Goal of the exercise >> Repeat each record exactly. Any picture gets left out.

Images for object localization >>
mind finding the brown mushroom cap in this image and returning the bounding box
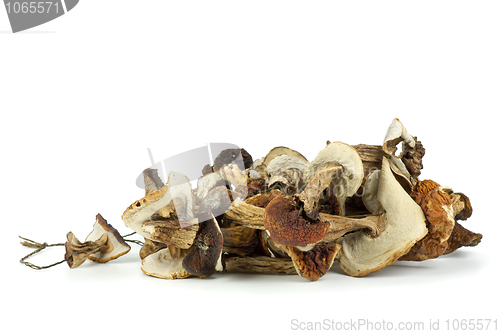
[182,217,224,278]
[263,195,329,249]
[86,214,131,263]
[287,244,341,281]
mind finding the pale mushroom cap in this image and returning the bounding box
[263,146,308,167]
[339,157,427,277]
[141,248,191,279]
[122,171,193,239]
[303,141,364,199]
[266,155,308,176]
[85,214,131,263]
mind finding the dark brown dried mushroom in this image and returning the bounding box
[182,216,224,278]
[213,148,253,172]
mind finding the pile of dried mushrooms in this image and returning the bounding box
[21,118,482,281]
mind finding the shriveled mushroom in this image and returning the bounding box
[182,216,224,278]
[339,157,428,277]
[399,180,455,261]
[85,214,131,263]
[302,141,364,216]
[382,118,425,187]
[65,214,131,268]
[64,232,107,269]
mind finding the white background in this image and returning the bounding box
[2,1,499,333]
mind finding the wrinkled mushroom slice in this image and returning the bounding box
[141,248,191,279]
[266,154,308,194]
[65,232,107,269]
[298,164,342,220]
[339,157,427,277]
[142,219,199,249]
[224,256,297,275]
[442,222,482,255]
[287,244,342,281]
[122,171,193,239]
[303,141,364,214]
[264,195,330,249]
[383,118,416,155]
[263,146,308,167]
[182,217,224,278]
[382,118,424,186]
[400,180,455,261]
[85,214,131,263]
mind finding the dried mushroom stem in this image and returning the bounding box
[320,212,385,243]
[224,256,297,275]
[225,199,266,230]
[142,219,199,249]
[226,199,385,244]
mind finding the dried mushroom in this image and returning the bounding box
[338,157,428,277]
[20,118,482,282]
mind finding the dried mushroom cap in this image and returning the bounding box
[64,232,107,269]
[339,157,427,277]
[85,214,131,263]
[122,171,194,239]
[287,244,341,281]
[263,146,308,167]
[182,217,224,278]
[266,154,308,176]
[303,141,364,199]
[264,195,330,249]
[141,248,191,279]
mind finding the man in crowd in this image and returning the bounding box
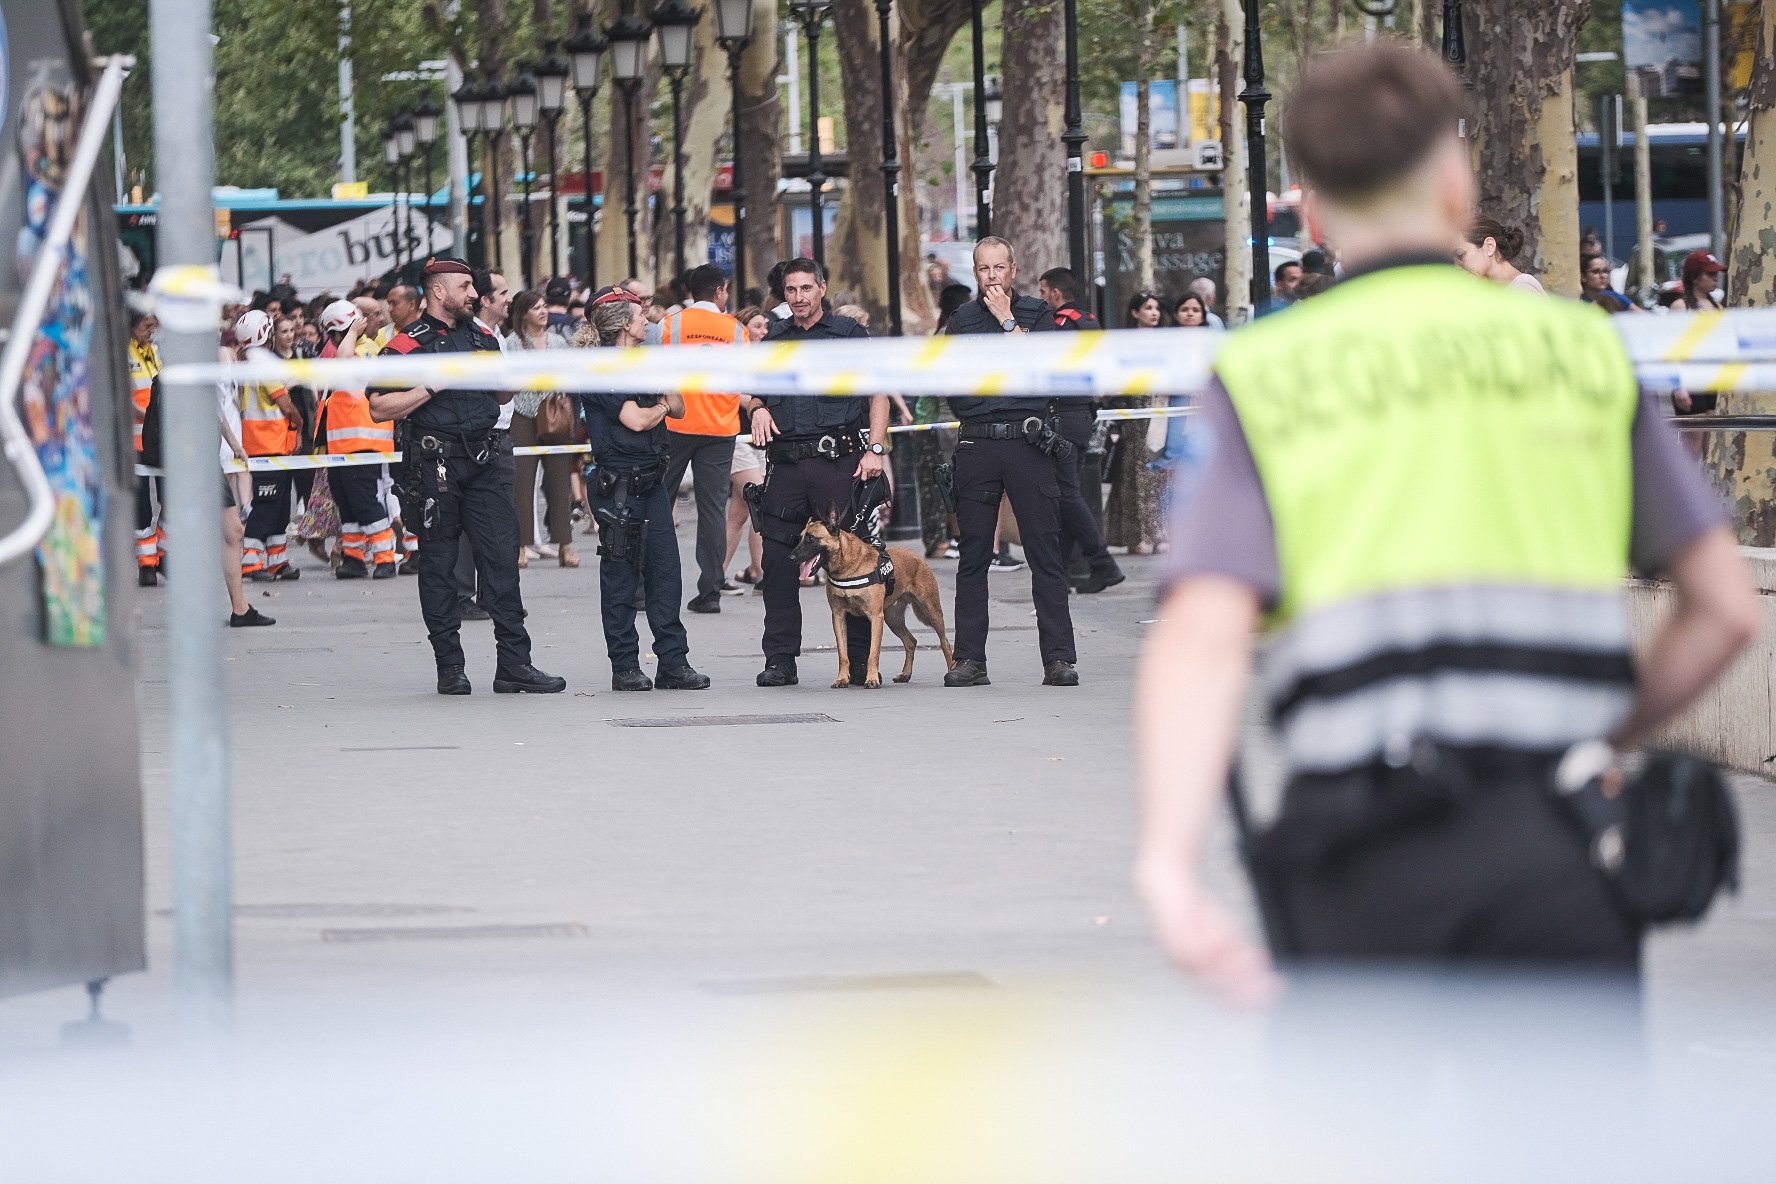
[748,258,889,687]
[369,256,565,696]
[1273,261,1304,305]
[1189,276,1227,328]
[943,238,1077,688]
[129,311,164,586]
[659,263,747,614]
[353,294,389,349]
[232,309,303,582]
[385,284,422,342]
[544,278,575,335]
[1037,267,1124,595]
[1136,40,1756,1002]
[315,300,400,579]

Expected output >>
mind finding the brown mushroom cap in this image and returning the bounding box
[182,217,224,278]
[263,195,329,249]
[86,214,131,263]
[287,244,341,281]
mind finding the pale mushroom cap in this image and returning the bounding box
[263,146,308,167]
[339,157,427,277]
[141,248,191,279]
[122,171,193,239]
[303,141,364,199]
[266,155,308,176]
[85,214,131,263]
mind finding the dark brown dried mushroom in this image and returning the bounding box
[182,216,224,278]
[213,148,253,172]
mind finding the pile of dried mushrooms in this image and returning the bounding box
[21,118,482,281]
mind finding the shriveled mushroom in this image and returning the bounding box
[182,216,224,278]
[339,157,428,277]
[399,180,455,261]
[85,214,131,263]
[302,141,364,216]
[382,118,425,187]
[65,214,131,268]
[64,232,107,269]
mind finding the white background in this image and returning the bounding box
[2,1,499,333]
mind finding the wrinkled mushroom slice in this image and returning the bounding box
[141,248,191,279]
[266,154,308,194]
[65,232,107,269]
[298,164,342,220]
[339,157,427,277]
[142,219,199,249]
[224,256,297,275]
[442,222,482,255]
[287,244,342,281]
[122,171,193,239]
[303,141,364,214]
[264,195,330,249]
[383,118,416,155]
[263,146,308,167]
[182,217,224,278]
[382,118,424,186]
[400,180,455,261]
[85,214,131,263]
mind finding the dried mushroom stem in this image and returning the bounding box
[320,212,385,243]
[224,256,297,275]
[225,199,266,230]
[142,219,199,249]
[226,199,385,244]
mind finding the dried mushroom in this image and returning the bounding box
[338,157,428,277]
[20,118,482,282]
mind finding the dried mushroom cap in this image and returning the bounding box
[64,232,107,269]
[339,157,427,277]
[85,214,131,263]
[122,171,194,239]
[287,244,341,281]
[263,146,308,167]
[182,217,224,278]
[266,154,308,176]
[303,141,364,199]
[264,195,330,249]
[141,248,191,279]
mind finding the man in crowd in this image and returning the bounding box
[748,258,889,687]
[369,256,565,696]
[1273,261,1304,305]
[1189,276,1227,328]
[943,238,1077,688]
[129,311,164,586]
[659,263,747,614]
[353,294,389,349]
[232,309,303,582]
[385,284,422,342]
[544,278,575,335]
[1037,267,1124,595]
[1136,40,1756,1002]
[315,300,400,579]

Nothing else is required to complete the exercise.